__Written request__:
Reproduce every one of the following entries verbatim, leaving each line unchanged.

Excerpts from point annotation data
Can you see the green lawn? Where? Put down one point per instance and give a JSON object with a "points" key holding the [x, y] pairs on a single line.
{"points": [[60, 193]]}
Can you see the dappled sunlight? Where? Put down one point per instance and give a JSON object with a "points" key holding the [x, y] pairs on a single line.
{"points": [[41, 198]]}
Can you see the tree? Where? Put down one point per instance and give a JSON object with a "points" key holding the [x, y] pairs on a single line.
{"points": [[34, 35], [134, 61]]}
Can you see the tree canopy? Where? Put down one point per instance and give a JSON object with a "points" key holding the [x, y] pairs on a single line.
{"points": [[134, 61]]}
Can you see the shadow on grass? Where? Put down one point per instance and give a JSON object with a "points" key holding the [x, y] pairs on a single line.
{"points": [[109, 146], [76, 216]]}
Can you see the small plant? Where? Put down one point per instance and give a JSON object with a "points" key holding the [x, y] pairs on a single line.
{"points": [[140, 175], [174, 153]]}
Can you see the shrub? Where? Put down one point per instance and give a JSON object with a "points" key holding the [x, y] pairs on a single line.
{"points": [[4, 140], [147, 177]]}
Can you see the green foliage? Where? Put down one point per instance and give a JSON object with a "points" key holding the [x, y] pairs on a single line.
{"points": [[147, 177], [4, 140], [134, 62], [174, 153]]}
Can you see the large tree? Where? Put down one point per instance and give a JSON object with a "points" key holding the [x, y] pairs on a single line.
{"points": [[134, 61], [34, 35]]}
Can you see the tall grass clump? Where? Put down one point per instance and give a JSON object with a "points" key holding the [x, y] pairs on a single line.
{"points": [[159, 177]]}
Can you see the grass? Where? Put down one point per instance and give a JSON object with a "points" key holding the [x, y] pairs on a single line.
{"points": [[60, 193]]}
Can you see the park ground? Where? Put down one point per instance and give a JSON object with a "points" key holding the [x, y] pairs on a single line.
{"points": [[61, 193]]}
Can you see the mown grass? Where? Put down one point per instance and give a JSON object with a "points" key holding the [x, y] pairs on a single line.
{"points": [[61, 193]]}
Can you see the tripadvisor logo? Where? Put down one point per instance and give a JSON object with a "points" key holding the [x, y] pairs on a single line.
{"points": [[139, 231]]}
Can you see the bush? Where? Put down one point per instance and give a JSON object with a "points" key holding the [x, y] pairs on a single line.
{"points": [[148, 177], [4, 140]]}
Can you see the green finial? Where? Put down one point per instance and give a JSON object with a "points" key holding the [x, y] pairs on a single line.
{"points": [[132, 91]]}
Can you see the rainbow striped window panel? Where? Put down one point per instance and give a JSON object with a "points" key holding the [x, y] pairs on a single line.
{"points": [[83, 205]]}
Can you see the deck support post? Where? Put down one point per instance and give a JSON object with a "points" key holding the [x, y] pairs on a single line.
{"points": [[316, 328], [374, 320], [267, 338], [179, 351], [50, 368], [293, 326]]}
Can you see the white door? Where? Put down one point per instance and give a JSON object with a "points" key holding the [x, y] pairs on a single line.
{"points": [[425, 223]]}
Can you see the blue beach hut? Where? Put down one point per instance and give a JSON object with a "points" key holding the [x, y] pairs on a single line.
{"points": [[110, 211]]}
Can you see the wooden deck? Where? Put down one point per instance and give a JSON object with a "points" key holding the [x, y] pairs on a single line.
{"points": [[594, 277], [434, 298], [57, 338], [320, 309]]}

__Reply to the task__:
Can you see the green lawn? Where? Put down one point per instance and give a JSON object with a "points" key holding the [x, y] pairs on a single line.
{"points": [[60, 193]]}
Can you see the dappled sunlight? Where? Put down one point per instance and give a JSON object with a "points" key holding the [x, y] pairs on a single line.
{"points": [[41, 198]]}
Can you see the tree? Where? Put down one point per instance and give a JSON object with a "points" key holding the [x, y] pairs on a single line.
{"points": [[34, 35], [134, 61]]}
Can you see the tree canopy? Where? Put down one point per instance and give a JSON object with a "points" key holding the [x, y] pairs on a single line.
{"points": [[134, 61]]}
Can you see the shadow on grass? Where? Put down one point per instance and give a JSON object with a "points" key holding the [x, y] pairs on a single line.
{"points": [[109, 146], [76, 216]]}
Can you see the small plant? Where? Put down one point per instance and give a JSON object with a "points" key holding the [x, y] pairs on a single line.
{"points": [[140, 175], [174, 153]]}
Can you see the shrub? Where? Put down one point per instance and give a JSON object with a "points" key holding the [x, y] pairs on a single line.
{"points": [[4, 140], [147, 177]]}
Can you see the green foliage? Where? Put down one point per instance and give a JSON object with a "points" key holding the [x, y] pairs on a single line.
{"points": [[147, 177], [4, 140], [134, 62], [174, 153]]}
Can you see the large tree? Where? Put down one point per instance and give a JSON object with a "points" key holding the [x, y] pairs on a single line.
{"points": [[134, 61], [34, 35]]}
Can you see the tall grass clump? Where? Put down one point per instance and give a JSON object with a "points" key holding the [x, y] pairs on a single line.
{"points": [[159, 177]]}
Can you see the grass? Where? Put down one point per instance and give a JSON object with a "points" key holding the [x, y] pairs on a single line.
{"points": [[60, 193]]}
Can you see the park ground? Where? Put down one point per instance and give a JSON object with a "points" key holding the [x, y] pairs on a single line.
{"points": [[61, 193]]}
Can you see the mown grass? Where? Put down one point per instance and give a JSON object with a "points" key holding the [x, y] pairs on a single line.
{"points": [[61, 193]]}
Can you see the tripadvisor logo? Where? Put down one point per instance and give a JSON object with a "points" key holding the [x, y] pairs on a single line.
{"points": [[139, 231]]}
Can you see the bush? Where? Put down one point per instance and give a JSON object with a "points" key holding the [x, y] pairs on a single line.
{"points": [[148, 177], [4, 140]]}
Can you see the green finial? Where? Put down one point per instance and give a JSON object with a "points" key holding the [x, y] pairs on a single line.
{"points": [[132, 91]]}
Can you see the rainbow striped window panel? Where? Put down one point per instance and give a JSON object with a "points" key holding the [x, y] pairs on a single line.
{"points": [[83, 205]]}
Can you see the deck support post? Where? Put down one point per instance and give a JSON object with a "points" key holding the [x, y] pairs on a single line.
{"points": [[316, 328], [374, 320], [267, 338], [179, 351], [50, 368], [293, 326]]}
Can you see the white door? Where? Put down one point per instance and give a JSON object with a "points" key holding the [x, y] pairs on a single line.
{"points": [[425, 223]]}
Can you see the blue beach hut? Where? Put down one point per instance and give a JSON object with a "points" key holding the [x, y] pairs on a single line.
{"points": [[110, 211]]}
Can you see the wooden deck? Where? Put down one point per instance and give a JSON object with a "points" key holding the [x, y] pairs on a single line.
{"points": [[594, 277], [434, 298], [57, 338], [320, 309]]}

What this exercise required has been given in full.